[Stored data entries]
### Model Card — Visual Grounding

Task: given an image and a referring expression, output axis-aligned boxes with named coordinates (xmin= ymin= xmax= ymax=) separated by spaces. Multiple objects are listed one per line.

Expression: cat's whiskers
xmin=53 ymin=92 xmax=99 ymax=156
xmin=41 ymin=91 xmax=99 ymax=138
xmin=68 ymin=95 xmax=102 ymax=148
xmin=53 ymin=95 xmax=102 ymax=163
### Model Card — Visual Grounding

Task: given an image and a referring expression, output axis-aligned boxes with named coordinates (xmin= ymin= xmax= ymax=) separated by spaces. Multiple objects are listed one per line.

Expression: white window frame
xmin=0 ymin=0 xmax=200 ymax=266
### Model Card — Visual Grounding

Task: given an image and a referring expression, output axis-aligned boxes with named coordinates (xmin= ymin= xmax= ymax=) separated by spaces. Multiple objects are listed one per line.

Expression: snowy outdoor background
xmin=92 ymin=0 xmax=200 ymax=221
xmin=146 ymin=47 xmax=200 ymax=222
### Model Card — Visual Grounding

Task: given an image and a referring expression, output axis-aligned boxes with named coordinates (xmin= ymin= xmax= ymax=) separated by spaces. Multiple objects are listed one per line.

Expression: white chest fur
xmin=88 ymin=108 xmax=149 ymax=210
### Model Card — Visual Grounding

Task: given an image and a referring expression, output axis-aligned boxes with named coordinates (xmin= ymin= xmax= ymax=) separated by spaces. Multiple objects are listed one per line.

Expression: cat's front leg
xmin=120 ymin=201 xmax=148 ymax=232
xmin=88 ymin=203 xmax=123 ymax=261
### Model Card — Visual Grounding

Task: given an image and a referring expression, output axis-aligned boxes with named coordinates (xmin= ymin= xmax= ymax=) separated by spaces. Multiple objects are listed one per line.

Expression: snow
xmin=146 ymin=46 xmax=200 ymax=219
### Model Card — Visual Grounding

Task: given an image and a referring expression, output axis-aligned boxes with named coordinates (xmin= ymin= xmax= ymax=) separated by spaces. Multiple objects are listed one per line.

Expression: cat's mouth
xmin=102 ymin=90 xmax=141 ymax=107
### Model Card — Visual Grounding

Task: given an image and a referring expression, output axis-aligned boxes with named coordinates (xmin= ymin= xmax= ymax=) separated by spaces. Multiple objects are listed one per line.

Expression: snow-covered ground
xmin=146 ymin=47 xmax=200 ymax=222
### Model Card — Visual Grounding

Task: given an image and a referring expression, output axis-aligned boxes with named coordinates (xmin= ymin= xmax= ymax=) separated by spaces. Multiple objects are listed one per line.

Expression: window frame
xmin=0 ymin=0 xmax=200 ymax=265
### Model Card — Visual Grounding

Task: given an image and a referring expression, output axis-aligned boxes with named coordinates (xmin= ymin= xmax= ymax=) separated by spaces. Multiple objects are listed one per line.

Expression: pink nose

- [What is being asked] Reproduce all of the entries above, line for line, without changing anything.

- [Answer to this problem]
### Model Card — Visual Grounding

Task: given an image and a referring expression, output axis-aligned boxes with named coordinates (xmin= ymin= xmax= ymax=) separated by spaces. Multiple objects are listed one per line.

Expression: cat's whiskers
xmin=53 ymin=92 xmax=99 ymax=156
xmin=41 ymin=91 xmax=99 ymax=138
xmin=68 ymin=95 xmax=102 ymax=148
xmin=53 ymin=95 xmax=102 ymax=163
### Model Card — Visual Grounding

Task: given an image and a referring expression, output axis-aligned boxes with named coordinates (xmin= ymin= xmax= ymax=) separated by spaces. Multiple objects are listed one per line.

Expression: white window frame
xmin=0 ymin=0 xmax=200 ymax=266
### Model Card — Visual Grounding

Task: given an image and a referring expression, output axis-aligned boxes with named coordinates (xmin= ymin= xmax= ymax=) separated by spaces. Multiple objects are listed one per line.

Expression: snowy outdoor background
xmin=92 ymin=0 xmax=200 ymax=221
xmin=146 ymin=47 xmax=200 ymax=222
### Model Card — Visual Grounding

Task: given an image and a referring expression, output axis-aligned boxes with named coordinates (xmin= ymin= xmax= ymax=) separated by spaces. Multiple objects are listed one per line.

Expression: white chest fur
xmin=88 ymin=108 xmax=149 ymax=210
### Model Card — Visual Grounding

Task: given an image and a referring expression, output axis-aligned boxes with named coordinates (xmin= ymin= xmax= ymax=) separated by spaces. Multiple objects are listed one per line.

Expression: cat's front leg
xmin=120 ymin=201 xmax=148 ymax=232
xmin=88 ymin=203 xmax=123 ymax=261
### Model Card — Visual Grounding

Task: given an image and a referring expression, output axis-aligned boxes with named coordinates (xmin= ymin= xmax= ymax=) separated by spaces. Multiple objects are listed one per line.

Expression: snow
xmin=146 ymin=46 xmax=200 ymax=219
### Model Card — Visual Grounding

Task: given an image and a referring expression, output axis-aligned boxes with named coordinates (xmin= ymin= xmax= ymax=) separated by spaces. Multiple objects are listed one per line.

Expression: cat's mouth
xmin=102 ymin=90 xmax=141 ymax=107
### Model Card — Visual Grounding

Task: given an image and a referring expression, output axis-aligned boxes with named coordinates (xmin= ymin= xmax= ymax=) separated by spaces. Multiple objects are listed one per line.

Expression: snow-covered ground
xmin=146 ymin=47 xmax=200 ymax=222
### Model Card — Visual Grounding

Task: given an image and a referring expression, output axis-aligned boxes with named coordinates (xmin= ymin= xmax= ymax=) separated by spaces. Multiple objects are listed one per line.

Expression: window frame
xmin=0 ymin=0 xmax=200 ymax=265
### Model Card — Visual Grounding

Task: given an image and a referring expression, output axis-aligned boxes with named coordinates (xmin= ymin= xmax= ymax=) separated by spaces. Multiple objects are listed one per line.

Expression: pink nose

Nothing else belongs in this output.